_Excerpt to read_
Now all those strategic plans will have to be torn up and worked over again after Travelers, with Salomon still undigested, agreed to merge with the Citicorp banking group to create what is easily the worlds largest financial services conglomerate.
If Credit Suisse/Winterthur and Morgan Stanley/Dean Witter pushed out the boundaries, then Citigroup, as the new Travelers/Citicorp combination will be known, breaks the mould. This is the first move in the global endgame. It is a classic case of thinking the unthinkable, says Alistair Walton, head of European and Asia/Pacific financial institutions at Credit Suisse First Boston, the Swiss investment bank.
The deal will create a group with a market capitalisation of $155bn. That is larger than the entire Mexican stock market. It will have 161,700 employees, and 100m customers in 100 countries. Citicorp shares rose almost 20 per cent yesterday. At the retail end of the market, its activities will stretch from Citibank the closest thing the world has yet seen to a global retail bank to the Travelers and Primerica life and general insurance businesses. In the wholesale market, the addition of Citicorps foreign exchange and derivatives strengths will substantially reinforce the claims of Travelers Salomon Smith Barney division to a seat at the top table of global investment banking.
The creation of Citigroup also redefines the word big in the financial services industry. The group will have nearly $700bn in assets. A recent analysis suggests that banks with $1bn-$10bn in assets a long way short of the $698bn Citigroup will boast have been consistently more efficient and profitable than their larger competitors.

_Stored data_

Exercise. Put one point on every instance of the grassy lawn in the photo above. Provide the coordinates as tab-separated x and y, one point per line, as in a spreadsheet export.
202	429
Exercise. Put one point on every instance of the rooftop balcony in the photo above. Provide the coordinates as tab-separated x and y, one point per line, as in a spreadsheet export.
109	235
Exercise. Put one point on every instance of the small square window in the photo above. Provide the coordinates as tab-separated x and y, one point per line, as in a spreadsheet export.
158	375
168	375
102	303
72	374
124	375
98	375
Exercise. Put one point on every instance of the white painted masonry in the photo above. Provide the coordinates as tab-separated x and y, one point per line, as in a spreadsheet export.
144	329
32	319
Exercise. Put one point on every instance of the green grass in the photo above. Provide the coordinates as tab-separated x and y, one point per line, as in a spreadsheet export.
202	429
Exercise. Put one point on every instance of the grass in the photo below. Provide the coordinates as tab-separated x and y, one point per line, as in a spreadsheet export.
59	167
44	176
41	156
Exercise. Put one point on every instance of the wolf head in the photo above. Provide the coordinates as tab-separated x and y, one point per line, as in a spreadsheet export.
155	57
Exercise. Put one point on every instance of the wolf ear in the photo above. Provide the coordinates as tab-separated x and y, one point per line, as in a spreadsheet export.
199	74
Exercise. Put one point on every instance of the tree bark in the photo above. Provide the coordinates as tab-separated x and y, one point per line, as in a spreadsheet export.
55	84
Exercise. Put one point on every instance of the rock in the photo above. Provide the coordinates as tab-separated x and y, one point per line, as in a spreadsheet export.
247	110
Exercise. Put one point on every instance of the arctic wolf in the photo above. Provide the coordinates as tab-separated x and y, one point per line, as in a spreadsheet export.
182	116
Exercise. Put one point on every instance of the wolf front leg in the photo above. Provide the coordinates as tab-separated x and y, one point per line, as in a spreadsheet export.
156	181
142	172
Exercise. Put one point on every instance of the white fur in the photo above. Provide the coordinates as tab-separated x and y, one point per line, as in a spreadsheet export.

_Stated exercise_
Reproduce the Citigroup merger passage above in full, word for word.

_The answer_
Now all those strategic plans will have to be torn up and worked over again after Travelers, with Salomon still undigested, agreed to merge with the Citicorp banking group to create what is easily the worlds largest financial services conglomerate.
If Credit Suisse/Winterthur and Morgan Stanley/Dean Witter pushed out the boundaries, then Citigroup, as the new Travelers/Citicorp combination will be known, breaks the mould. This is the first move in the global endgame. It is a classic case of thinking the unthinkable, says Alistair Walton, head of European and Asia/Pacific financial institutions at Credit Suisse First Boston, the Swiss investment bank.
The deal will create a group with a market capitalisation of $155bn. That is larger than the entire Mexican stock market. It will have 161,700 employees, and 100m customers in 100 countries. Citicorp shares rose almost 20 per cent yesterday. At the retail end of the market, its activities will stretch from Citibank the closest thing the world has yet seen to a global retail bank to the Travelers and Primerica life and general insurance businesses. In the wholesale market, the addition of Citicorps foreign exchange and derivatives strengths will substantially reinforce the claims of Travelers Salomon Smith Barney division to a seat at the top table of global investment banking.
The creation of Citigroup also redefines the word big in the financial services industry. The group will have nearly $700bn in assets. A recent analysis suggests that banks with $1bn-$10bn in assets a long way short of the $698bn Citigroup will boast have been consistently more efficient and profitable than their larger competitors.